WORK TO DO
a: In the hydroprocessing passage, what is the continuous phase through a liquid-full reactor or reaction zone?
b: Please pick up the hydroprocessing passage after its final sentence and carry it forward.
--- GIVEN PASSAGE ---
The hydroprocessing process of this disclosure has at least a hydrotreating reaction zone, a hydrocracking reaction zone and a refining zone. The hydroprocessing reactions of this disclosure take place in liquid-full hydrotreating reaction zone and liquid-full hydrocracking reaction zone.
“Liquid-full”, as used herein, refers to a reactor or a reaction zone based on one or more two-phase hydroprocessing units, in which substantially all the hydrogen supplied to a reaction zone is dissolved in a liquid phase, such as the first liquid feed or the second liquid feed, which directly contacts the surface of a solid catalyst. Thus, two phases (liquid and solid) are present in liquid-full reactors or reaction zones. The continuous phase through a liquid-full reactor or reaction zone is liquid.
By “substantially all the hydrogen supplied to a reaction zone is dissolved in a liquid phase” means the volume of gas is no more than 10%, or no more than 5%, or no more than 2% or no more than 1% or no more than 0.5% or less than 0.5%, based on the total volume of the reaction zone. In some embodiments of this invention, essentially no gas phase hydrogen is present in the liquid-full hydrotreating reaction zone and the liquid-full hydrocracking reaction zone.
For clarity, when the term “liquid-full” reactor is used herein, it is meant to include a single reactor or two or more (multiple) reactors in series. Further, when two or more reactors within a reaction zone are in series, each reactor is in liquid communication with a previous or subsequent reactor, as the case may be.
In step (a) of the hydroprocessing process of this disclosure, a gas oil is contacted with a first diluent and hydrogen to form a first liquid feed, wherein the first diluent is optional.
When a first diluent is used, at least a portion of the first diluent is provided by performing optional step (c)—recycling a portion of the first effluent for use as all or part of the first diluent. The gas oil, hydrogen and first diluent may be combined in any order to provide the first liquid feed that is contacted with the first catalyst in the hydrotreating reaction zone. In one embodiment, the gas oil and first diluent are mixed prior to mixing with hydrogen. In another embodiment, gas oil, first diluent and hydrogen are mixed at a single mixing point. In other embodiments, hydrogen is mixed with the gas oil or the first diluent before adding the first diluent or gas oil, respectively. One skilled in the art will appreciate a variety of mixing sequences and combinations can be used.
The first liquid feed is contacted with a first catalyst in a liquid-full hydrotreating reaction zone to produce a first effluent.
Each of the liquid-full hydrotreating reaction zone and liquid-full hydrocracking reaction zone may independently comprise one or more liquid-full reactors in liquid communication, and each liquid-full reactor may independently comprise one or more catalyst beds.
In some embodiments of this invention, in a column reactor or other single vessel containing two or more catalyst beds or between multiple reactors, the beds are physically separated by a catalyst-free zone. In this disclosure, each reactor is a fixed bed reactor and may be of a plug flow, tubular or other design, which is packed with a solid catalyst and wherein the liquid feed is passed through the catalyst.
--- STORED RECORDS ---
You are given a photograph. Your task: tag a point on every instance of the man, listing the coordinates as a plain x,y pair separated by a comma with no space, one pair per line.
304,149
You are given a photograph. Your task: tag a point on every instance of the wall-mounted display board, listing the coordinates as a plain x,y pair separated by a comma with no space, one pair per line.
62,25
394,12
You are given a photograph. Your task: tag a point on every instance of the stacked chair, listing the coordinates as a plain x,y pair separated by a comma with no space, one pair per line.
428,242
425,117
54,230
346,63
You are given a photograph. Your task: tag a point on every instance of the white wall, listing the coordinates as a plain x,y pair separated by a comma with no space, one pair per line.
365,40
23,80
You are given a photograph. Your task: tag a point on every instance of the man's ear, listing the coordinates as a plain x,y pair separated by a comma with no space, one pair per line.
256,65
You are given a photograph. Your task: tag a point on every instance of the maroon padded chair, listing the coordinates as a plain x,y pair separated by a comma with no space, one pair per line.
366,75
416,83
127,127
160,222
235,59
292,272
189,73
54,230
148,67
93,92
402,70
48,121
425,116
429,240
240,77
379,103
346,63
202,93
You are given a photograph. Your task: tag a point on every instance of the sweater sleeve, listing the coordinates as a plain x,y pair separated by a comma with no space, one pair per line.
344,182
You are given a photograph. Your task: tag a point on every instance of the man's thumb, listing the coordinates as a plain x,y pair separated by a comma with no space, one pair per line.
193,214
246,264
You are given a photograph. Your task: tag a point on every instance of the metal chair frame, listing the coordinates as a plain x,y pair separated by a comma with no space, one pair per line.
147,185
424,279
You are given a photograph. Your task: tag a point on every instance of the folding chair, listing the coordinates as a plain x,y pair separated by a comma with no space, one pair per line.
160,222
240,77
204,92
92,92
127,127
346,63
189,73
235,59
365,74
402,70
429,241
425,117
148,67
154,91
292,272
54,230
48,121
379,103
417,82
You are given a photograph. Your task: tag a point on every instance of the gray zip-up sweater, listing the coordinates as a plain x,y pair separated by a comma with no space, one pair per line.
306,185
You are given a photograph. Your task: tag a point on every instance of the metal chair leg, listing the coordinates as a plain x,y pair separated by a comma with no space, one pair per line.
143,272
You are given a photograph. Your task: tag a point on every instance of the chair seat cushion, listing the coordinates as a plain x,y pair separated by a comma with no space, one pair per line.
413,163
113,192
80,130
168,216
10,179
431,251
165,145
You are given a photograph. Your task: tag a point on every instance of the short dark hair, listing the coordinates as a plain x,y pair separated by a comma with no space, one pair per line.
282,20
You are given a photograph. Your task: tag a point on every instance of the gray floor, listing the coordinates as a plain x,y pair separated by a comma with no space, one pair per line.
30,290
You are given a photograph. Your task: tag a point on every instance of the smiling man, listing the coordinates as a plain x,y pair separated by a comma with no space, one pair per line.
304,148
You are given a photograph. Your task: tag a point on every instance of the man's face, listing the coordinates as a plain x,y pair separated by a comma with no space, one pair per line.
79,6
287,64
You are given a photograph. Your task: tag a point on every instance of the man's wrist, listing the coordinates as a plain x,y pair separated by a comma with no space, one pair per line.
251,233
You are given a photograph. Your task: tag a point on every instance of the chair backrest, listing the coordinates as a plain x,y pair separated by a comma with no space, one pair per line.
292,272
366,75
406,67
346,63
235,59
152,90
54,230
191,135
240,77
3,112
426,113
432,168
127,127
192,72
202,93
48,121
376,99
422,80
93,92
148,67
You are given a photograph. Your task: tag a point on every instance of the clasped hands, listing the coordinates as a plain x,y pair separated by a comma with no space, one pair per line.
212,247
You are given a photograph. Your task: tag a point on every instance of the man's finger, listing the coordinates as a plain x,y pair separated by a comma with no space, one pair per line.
---
PER-TASK ANSWERS
a: Liquid.

b:
In some embodiments of this invention, the liquid-full hydrotreating reaction zone comprises two or more catalyst beds disposed in sequence, and the catalyst volume increases in each subsequent catalyst bed. In some embodiments, the ratio of the volume of the catalyst in the first catalyst bed to the volume of the catalyst in the final catalyst bed in the liquid-full hydrotreating reaction zone is in the range of from about 1:1.1 to about 1:20. In some embodiments, the ratio is in the range of from about 1:1.1 to about 1:10. Such two or more catalyst beds can be disposed in a single reactor or in two or more reactors disposed in sequence. As a result, the hydrogen consumption is more evenly distributed among the beds.
When catalyst volume distribution in the liquid-full hydrotreating reaction zone is uneven and catalyst volume increases with each subsequent catalyst bed, the same catalyst and the same volume catalyst provides higher sulfur and nitrogen conversion as compared to an even catalyst volume distribution.
In some embodiments of this invention, the liquid-full hydrotreating reaction zone comprises two or more catalyst beds disposed in sequence, wherein each catalyst bed contains a catalyst having a catalyst volume, and wherein the catalyst volume is distributed among the catalyst beds in a way such that the hydrogen consumption for each catalyst bed is essentially equal. By “essentially equal”, it is meant herein that substantially the same amount of hydrogen is consumed in each catalyst bed, within a range of ±10% by volume of hydrogen. One skilled in the art of hydroprocessing will be able to determine catalyst volume distribution to achieve desired essentially equal hydrogen consumption in these catalyst beds.
It was found through experiments that the essentially equal hydrogen consumption in each catalyst bed allows for minimizing the recycle ratio. A reduced recycle ratio results in increased sulfur, nitrogen, metal removal and increased aromatic saturation.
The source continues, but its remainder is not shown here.